Exercise instructions — Turn the lines below into a numbered list, omitting any blank lines.

** Begin Raw records **

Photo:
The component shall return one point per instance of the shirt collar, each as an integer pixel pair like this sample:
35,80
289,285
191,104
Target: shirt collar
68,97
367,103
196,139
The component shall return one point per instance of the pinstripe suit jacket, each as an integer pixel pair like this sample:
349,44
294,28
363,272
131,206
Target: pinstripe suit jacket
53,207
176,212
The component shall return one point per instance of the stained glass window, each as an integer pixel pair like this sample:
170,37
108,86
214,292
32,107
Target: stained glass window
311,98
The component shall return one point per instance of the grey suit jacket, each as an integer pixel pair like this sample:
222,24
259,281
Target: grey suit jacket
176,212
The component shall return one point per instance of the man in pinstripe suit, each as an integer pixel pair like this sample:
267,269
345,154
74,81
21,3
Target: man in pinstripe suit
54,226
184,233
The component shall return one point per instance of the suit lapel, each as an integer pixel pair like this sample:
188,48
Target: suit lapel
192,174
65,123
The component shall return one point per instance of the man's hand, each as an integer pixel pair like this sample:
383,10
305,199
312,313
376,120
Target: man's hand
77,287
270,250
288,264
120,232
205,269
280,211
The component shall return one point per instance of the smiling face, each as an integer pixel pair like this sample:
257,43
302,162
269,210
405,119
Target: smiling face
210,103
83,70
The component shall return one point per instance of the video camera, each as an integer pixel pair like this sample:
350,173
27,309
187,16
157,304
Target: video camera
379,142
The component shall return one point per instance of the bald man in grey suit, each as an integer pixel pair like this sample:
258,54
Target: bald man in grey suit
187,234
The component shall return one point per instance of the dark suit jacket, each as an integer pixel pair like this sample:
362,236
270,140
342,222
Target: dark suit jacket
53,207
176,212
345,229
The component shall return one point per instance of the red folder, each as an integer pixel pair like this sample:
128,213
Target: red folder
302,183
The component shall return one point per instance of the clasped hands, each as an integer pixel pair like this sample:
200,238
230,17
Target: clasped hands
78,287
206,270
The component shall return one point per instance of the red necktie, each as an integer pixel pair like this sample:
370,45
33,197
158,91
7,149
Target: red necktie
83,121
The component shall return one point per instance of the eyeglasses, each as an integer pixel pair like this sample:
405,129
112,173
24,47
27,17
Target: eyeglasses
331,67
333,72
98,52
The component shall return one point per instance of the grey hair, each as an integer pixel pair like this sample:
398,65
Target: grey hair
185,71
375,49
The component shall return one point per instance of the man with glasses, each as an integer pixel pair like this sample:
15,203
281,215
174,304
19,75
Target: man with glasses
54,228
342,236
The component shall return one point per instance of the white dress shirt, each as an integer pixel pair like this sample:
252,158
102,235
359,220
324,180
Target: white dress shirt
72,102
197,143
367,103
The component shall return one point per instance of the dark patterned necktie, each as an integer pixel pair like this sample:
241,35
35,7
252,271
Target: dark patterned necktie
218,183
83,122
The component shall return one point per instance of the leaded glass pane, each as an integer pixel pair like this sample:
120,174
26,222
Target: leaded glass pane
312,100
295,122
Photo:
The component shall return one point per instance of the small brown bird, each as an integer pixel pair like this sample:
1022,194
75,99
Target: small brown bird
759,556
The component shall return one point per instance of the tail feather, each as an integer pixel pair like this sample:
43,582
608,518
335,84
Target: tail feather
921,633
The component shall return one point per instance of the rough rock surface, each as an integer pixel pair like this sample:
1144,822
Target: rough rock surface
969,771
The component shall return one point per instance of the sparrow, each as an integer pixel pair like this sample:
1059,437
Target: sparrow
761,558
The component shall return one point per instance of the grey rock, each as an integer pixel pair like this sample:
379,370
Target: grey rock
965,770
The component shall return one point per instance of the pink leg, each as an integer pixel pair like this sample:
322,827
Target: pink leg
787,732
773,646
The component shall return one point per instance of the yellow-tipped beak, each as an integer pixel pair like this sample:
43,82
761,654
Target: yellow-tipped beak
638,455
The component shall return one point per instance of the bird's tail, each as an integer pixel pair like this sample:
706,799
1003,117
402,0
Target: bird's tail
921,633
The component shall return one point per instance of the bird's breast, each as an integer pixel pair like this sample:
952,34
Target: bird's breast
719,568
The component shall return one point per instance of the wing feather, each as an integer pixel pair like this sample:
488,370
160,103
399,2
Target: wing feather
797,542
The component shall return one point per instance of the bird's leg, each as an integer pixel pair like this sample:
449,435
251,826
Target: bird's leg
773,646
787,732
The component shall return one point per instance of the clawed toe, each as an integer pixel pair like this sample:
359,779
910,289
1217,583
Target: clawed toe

** End Raw records **

Full output —
1. Photo:
2. The component shall return one point per instance of the shirt collar, each as an integer pixel pair like this sample:
3. 35,80
4. 289,285
5. 191,104
6. Target: shirt collar
7. 68,97
8. 367,103
9. 196,139
10. The component shall return one point per instance of the pinstripe suit jacket, each as an integer pixel pair like this sample:
11. 349,44
12. 294,28
13. 363,272
14. 131,206
15. Target: pinstripe suit jacket
16. 53,207
17. 176,212
18. The component shall return one point per instance of the stained glass window, each as an integer pixel pair like this sample:
19. 170,37
20. 108,86
21. 214,292
22. 32,107
23. Target: stained glass window
24. 311,98
25. The component shall return one point per instance of the grey suit jacket, each as an integer pixel pair like this sample:
26. 222,24
27. 259,281
28. Target: grey suit jacket
29. 176,212
30. The component shall return one point per instance of the man in pinstripe suit, each as an integer pixel pair like this sample:
31. 267,269
32. 345,154
33. 74,81
34. 21,3
35. Target: man in pinstripe suit
36. 54,226
37. 184,233
38. The component shall return one point per instance of the suit lapel, each as an integer pixel pair like this sample:
39. 188,48
40. Target: suit lapel
41. 192,174
42. 65,123
43. The component shall return one point per instance of the man's hand, each as an integer pixel pair like this sample:
44. 383,10
45. 305,199
46. 312,313
47. 376,120
48. Target: man's hand
49. 77,287
50. 270,250
51. 288,264
52. 120,232
53. 205,269
54. 280,211
55. The component shall return one point per instance of the smiling face, each as an integer pixel pair like this sample:
56. 257,43
57. 302,162
58. 269,210
59. 405,119
60. Target: smiling face
61. 210,103
62. 83,70
63. The component shall return one point per instance of the video camera, each as an integer pixel pair like this sample:
64. 350,173
65. 27,309
66. 187,16
67. 157,304
68. Target: video camera
69. 379,142
70. The component shall return one point per instance of the bald man in grey suit, each as an integer pixel pair like this sample:
71. 258,54
72. Target: bald man in grey suit
73. 187,234
74. The component shall return one point per instance of the dark suit jacket, each as an integer pixel pair like this sample:
75. 362,236
76. 270,140
77. 342,222
78. Target: dark suit jacket
79. 53,207
80. 176,212
81. 345,229
82. The component shall return one point per instance of the red folder, each as an integer pixel pair like this sample:
83. 128,213
84. Target: red folder
85. 302,183
86. The component shall return one point per instance of the clasped hands, each as an integer pixel pair like this sample:
87. 200,238
88. 230,17
89. Target: clasped hands
90. 78,287
91. 206,270
92. The component shall return one point per instance of the red necktie, each as an integer pixel pair like this sample:
93. 370,45
94. 33,197
95. 158,91
96. 7,149
97. Target: red necktie
98. 83,121
99. The component shall return one point per instance of the eyeglasses, each as an integer pixel pair like this sample:
100. 405,129
101. 112,173
102. 24,47
103. 27,17
104. Target: eyeglasses
105. 331,67
106. 333,72
107. 98,52
108. The component shall return one point per instance of the grey hair, each as an integer pixel pair like this sample:
109. 398,65
110. Target: grey hair
111. 185,71
112. 375,49
113. The component shall return one point per instance of the man with glasses, each as an integer pixel pair like this sample:
114. 15,203
115. 281,215
116. 174,304
117. 19,75
118. Target: man with glasses
119. 54,228
120. 342,236
121. The component shall return one point per instance of the white dress shirt, each as an integer pixel pair like this sample:
122. 252,158
123. 102,235
124. 359,220
125. 324,180
126. Target: white dress shirt
127. 72,102
128. 197,143
129. 367,103
130. The component shall return one point per instance of the dark patterned necktie, each as an integer pixel pair like this sample:
131. 241,35
132. 35,7
133. 252,271
134. Target: dark patterned necktie
135. 218,183
136. 83,122
137. The component shall return one point per instance of the leaded glass pane, each as an integer pixel pair like this sample:
138. 120,174
139. 26,222
140. Target: leaded glass pane
141. 312,100
142. 295,122
143. Photo:
144. The component shall return one point per instance of the small brown bird, each as an integer pixel pair like this sample:
145. 1022,194
146. 75,99
147. Target: small brown bird
148. 759,556
149. The component shall return one point per instance of the tail feather, each as an integer pixel pair like this sample:
150. 43,582
151. 608,518
152. 335,84
153. Target: tail feather
154. 921,633
155. The component shall return one point per instance of the rough rock surface, each as an integer pixel pair like this sample:
156. 1144,822
157. Target: rough rock surface
158. 969,771
159. The component shall return one point per instance of the sparrow, each as an integer pixel pair like this sample:
160. 1059,437
161. Target: sparrow
162. 761,558
163. The component shall return one point per instance of the grey rock, each as an integer pixel pair like this sample:
164. 379,370
165. Target: grey rock
166. 965,770
167. The component shall return one point per instance of the pink leg, each as an integer pixel pair like this sample:
168. 322,827
169. Target: pink leg
170. 787,732
171. 773,646
172. The component shall return one point per instance of the yellow-tipped beak, each as an integer pixel pair like this sample:
173. 43,82
174. 761,654
175. Target: yellow-tipped beak
176. 638,455
177. The component shall return one point per instance of the bird's tail, each as an integer pixel pair like this sample:
178. 706,799
179. 1003,117
180. 402,0
181. Target: bird's tail
182. 921,633
183. The component shall return one point per instance of the bird's breast, each as an integer pixel pair like this sample:
184. 952,34
185. Target: bird's breast
186. 719,568
187. The component shall return one point per instance of the wing feather, each as an integer pixel pair like this sample:
188. 488,370
189. 160,103
190. 399,2
191. Target: wing feather
192. 797,542
193. The component shall return one point per instance of the bird's leg, each as an integer pixel pair like this sample:
194. 449,435
195. 251,826
196. Target: bird's leg
197. 773,646
198. 787,732
199. The component shall return one point per instance of the clawed toe, each as an integer pixel pair like this sample:
200. 359,779
201. 910,289
202. 1217,583
203. Target: clawed toe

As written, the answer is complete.